__STATED PROBLEM__
Include the line containing "Pointing guideline: for each instance of the red patio" and every line after it up to the end of the material below; reproduce them exactly and drop the pictures.
========================================
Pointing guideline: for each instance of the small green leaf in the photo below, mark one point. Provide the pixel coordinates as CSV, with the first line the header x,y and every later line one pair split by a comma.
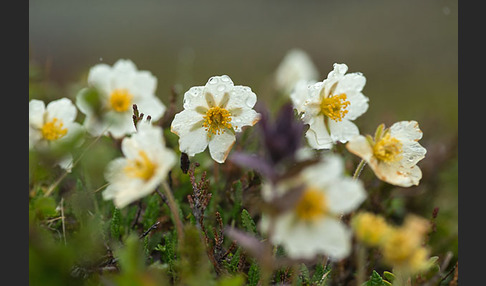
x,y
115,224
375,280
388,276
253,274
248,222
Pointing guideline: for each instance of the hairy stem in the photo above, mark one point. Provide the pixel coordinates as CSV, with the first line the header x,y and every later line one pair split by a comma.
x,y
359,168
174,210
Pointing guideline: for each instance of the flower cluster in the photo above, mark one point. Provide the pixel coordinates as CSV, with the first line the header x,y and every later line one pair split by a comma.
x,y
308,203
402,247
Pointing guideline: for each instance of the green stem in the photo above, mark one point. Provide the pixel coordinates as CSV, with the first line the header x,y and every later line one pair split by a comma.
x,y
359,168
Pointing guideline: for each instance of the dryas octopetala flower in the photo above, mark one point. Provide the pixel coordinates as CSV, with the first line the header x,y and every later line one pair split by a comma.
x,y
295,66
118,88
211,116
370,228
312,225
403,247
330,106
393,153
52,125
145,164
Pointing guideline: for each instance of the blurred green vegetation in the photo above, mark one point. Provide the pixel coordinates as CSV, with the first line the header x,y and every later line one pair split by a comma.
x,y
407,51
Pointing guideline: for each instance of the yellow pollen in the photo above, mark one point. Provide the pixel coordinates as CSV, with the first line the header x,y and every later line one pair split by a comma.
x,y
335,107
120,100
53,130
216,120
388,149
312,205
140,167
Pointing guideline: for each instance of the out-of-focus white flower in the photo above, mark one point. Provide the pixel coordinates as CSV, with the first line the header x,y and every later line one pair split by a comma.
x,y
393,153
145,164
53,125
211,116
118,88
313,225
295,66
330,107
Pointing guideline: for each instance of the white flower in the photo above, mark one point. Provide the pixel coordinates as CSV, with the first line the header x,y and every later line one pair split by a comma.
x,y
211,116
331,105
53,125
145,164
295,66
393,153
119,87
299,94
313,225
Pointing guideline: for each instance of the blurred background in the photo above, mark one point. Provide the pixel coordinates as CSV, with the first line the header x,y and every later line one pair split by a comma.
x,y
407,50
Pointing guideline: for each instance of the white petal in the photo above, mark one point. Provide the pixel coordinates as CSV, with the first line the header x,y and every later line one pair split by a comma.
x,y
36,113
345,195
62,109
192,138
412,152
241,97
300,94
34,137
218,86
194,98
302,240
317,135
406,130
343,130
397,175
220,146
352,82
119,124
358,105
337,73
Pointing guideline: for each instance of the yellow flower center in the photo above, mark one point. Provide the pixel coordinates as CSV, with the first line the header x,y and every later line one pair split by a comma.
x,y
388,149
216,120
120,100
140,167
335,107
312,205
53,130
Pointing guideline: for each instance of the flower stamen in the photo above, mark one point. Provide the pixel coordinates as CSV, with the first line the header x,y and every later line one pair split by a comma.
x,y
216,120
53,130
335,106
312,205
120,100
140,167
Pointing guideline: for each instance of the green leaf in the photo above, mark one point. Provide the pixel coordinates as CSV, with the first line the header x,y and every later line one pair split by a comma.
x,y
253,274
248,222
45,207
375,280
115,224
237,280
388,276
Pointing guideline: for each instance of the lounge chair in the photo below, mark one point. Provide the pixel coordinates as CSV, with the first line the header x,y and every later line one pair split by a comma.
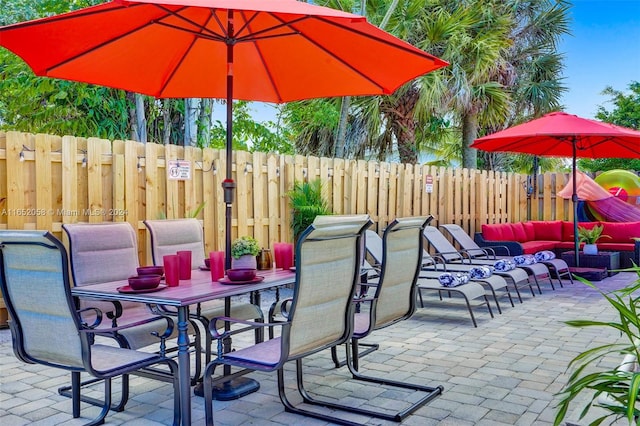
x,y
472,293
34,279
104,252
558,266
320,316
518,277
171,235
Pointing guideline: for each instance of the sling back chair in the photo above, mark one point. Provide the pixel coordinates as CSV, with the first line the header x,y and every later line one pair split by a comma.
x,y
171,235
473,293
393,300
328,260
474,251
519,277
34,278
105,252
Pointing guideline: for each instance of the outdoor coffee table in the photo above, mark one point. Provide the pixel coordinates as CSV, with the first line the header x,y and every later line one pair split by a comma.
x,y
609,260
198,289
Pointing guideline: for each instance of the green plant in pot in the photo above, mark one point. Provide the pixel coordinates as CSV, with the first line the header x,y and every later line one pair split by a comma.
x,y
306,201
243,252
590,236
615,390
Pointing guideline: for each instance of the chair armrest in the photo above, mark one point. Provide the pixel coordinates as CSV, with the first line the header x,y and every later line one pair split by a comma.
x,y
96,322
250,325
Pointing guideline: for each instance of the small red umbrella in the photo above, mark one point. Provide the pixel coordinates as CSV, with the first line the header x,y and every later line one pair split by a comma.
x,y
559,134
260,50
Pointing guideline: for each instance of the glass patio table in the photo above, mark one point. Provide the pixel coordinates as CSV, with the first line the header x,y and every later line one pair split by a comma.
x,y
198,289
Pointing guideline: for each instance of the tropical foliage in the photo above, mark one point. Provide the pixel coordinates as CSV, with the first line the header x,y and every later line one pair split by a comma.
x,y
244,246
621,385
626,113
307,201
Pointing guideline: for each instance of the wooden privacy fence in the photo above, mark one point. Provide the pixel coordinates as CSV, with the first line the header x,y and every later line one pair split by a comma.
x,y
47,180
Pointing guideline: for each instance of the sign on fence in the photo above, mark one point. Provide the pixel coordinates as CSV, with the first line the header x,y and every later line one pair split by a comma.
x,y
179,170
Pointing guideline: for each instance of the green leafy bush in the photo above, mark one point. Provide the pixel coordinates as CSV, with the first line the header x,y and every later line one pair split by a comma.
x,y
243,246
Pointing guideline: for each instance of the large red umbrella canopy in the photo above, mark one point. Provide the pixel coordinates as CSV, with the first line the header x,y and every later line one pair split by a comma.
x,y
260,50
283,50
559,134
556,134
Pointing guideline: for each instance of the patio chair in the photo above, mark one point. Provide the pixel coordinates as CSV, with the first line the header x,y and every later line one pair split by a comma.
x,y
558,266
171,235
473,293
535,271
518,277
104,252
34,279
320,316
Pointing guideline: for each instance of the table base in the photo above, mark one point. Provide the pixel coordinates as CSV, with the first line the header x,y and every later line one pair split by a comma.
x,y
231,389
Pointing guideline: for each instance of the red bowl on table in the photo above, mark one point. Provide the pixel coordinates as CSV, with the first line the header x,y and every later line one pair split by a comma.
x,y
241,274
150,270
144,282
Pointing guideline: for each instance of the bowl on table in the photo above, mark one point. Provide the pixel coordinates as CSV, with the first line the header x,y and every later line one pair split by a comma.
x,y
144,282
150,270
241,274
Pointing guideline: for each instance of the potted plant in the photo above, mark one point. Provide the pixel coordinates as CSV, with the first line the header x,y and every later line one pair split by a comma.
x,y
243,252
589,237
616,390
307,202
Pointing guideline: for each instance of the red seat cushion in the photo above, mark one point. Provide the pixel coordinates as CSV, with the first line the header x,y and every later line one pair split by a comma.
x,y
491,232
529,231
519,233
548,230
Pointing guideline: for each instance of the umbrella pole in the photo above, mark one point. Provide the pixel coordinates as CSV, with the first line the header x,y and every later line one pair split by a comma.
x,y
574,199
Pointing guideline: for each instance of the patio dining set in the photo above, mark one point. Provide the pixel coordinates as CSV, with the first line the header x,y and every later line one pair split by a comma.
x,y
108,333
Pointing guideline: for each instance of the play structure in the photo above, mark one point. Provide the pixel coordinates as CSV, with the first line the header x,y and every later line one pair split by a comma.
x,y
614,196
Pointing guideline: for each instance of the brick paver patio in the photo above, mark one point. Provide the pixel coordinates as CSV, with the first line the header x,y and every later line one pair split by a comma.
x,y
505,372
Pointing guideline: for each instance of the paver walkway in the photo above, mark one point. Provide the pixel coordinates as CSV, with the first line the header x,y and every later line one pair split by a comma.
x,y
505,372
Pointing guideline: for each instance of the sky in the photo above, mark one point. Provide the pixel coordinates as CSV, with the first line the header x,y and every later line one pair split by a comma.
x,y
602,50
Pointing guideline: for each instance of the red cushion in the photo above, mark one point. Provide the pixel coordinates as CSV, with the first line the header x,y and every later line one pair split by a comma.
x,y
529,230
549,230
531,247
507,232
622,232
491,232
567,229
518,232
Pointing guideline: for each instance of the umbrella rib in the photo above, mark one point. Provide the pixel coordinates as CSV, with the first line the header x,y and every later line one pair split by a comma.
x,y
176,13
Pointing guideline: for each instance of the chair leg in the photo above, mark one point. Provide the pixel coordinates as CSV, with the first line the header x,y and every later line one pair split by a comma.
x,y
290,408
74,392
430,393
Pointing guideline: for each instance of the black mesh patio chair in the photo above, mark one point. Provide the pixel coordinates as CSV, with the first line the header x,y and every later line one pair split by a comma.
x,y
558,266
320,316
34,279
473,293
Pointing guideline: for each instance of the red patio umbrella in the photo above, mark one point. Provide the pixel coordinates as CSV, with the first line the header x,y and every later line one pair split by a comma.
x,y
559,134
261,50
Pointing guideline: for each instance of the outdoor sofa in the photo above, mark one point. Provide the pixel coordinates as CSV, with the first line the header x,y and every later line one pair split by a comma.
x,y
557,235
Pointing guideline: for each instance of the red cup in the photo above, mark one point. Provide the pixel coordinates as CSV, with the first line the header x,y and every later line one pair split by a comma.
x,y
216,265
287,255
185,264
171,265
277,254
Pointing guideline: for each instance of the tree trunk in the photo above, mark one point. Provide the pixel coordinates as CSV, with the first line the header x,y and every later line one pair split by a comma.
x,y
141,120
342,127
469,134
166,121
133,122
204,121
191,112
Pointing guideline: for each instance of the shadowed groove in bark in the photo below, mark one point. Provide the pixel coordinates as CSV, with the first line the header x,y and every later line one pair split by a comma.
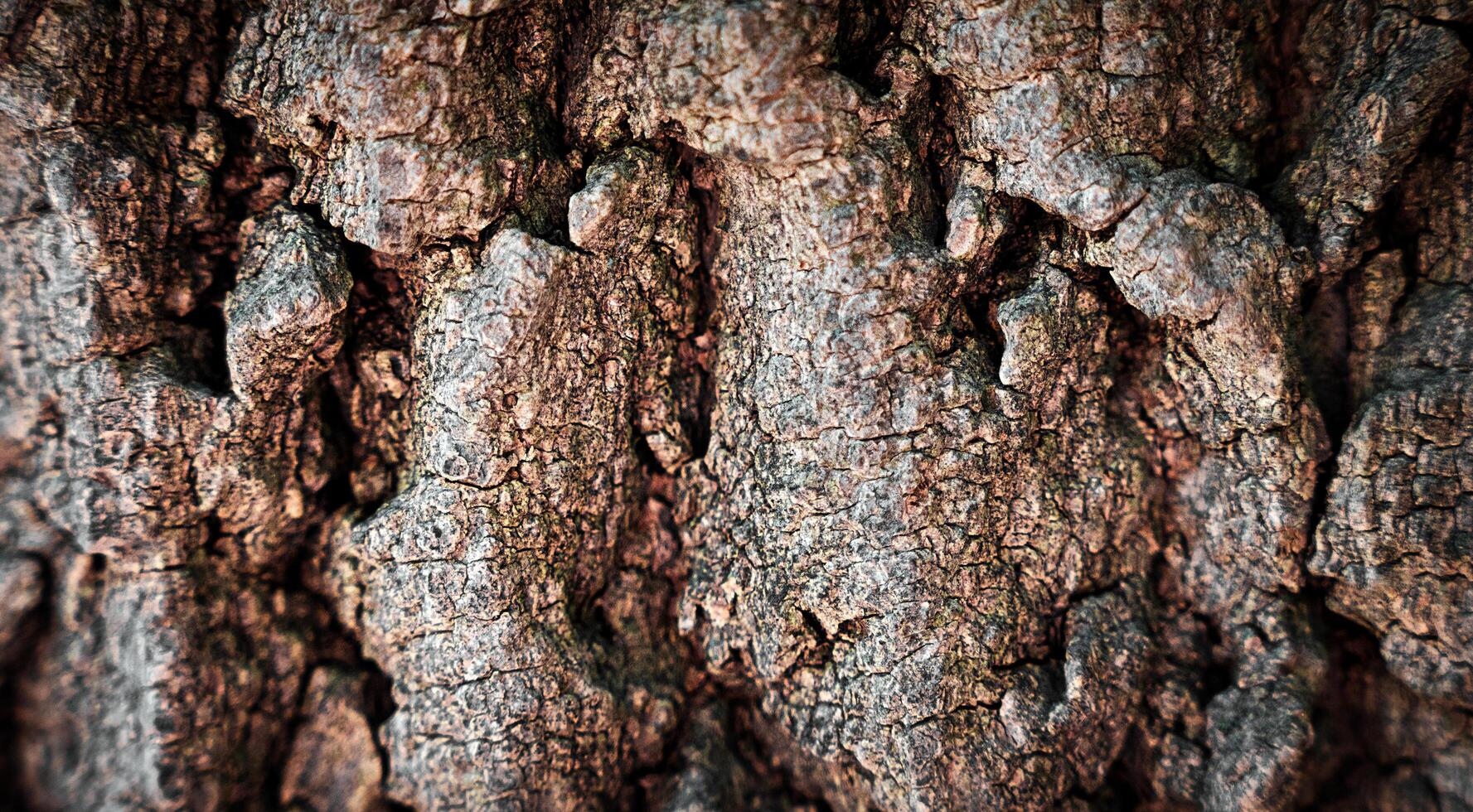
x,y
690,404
========================================
__TASK ANSWER__
Pointing guideline: for each instance of the red patio umbrella in the photo above, mark one point. Provide the pixel coordinates as CSV, with the first line the header x,y and every later line one pair split by a comma.
x,y
559,134
261,50
Pointing guideline: for each instance of the outdoor sofa in the photo above, mark one point. Provide the pixel coordinates as CSV, with the first line the header x,y and every later line one pair split by a comma.
x,y
557,235
Pointing guideline: for each instance of the red cup in the photo above, mark one point. Provide the pixel coordinates as CSV, with the first line the header x,y and every later line one pair split by a comma.
x,y
216,265
287,255
185,264
171,265
277,254
Pointing guideline: for each instance of the tree trunk in the photo above, mark one point. Provide the pixel coordinates as CSV, with the first line the header x,y and every later line one pair split by a comma.
x,y
141,120
342,127
469,134
166,121
133,122
204,121
191,112
Pointing guideline: for each instance of the shadowed groove in bark in the photo below, mark one point. Provide the pixel coordinates as CSV, with the first line the header x,y and every later line one pair split by a comma.
x,y
690,404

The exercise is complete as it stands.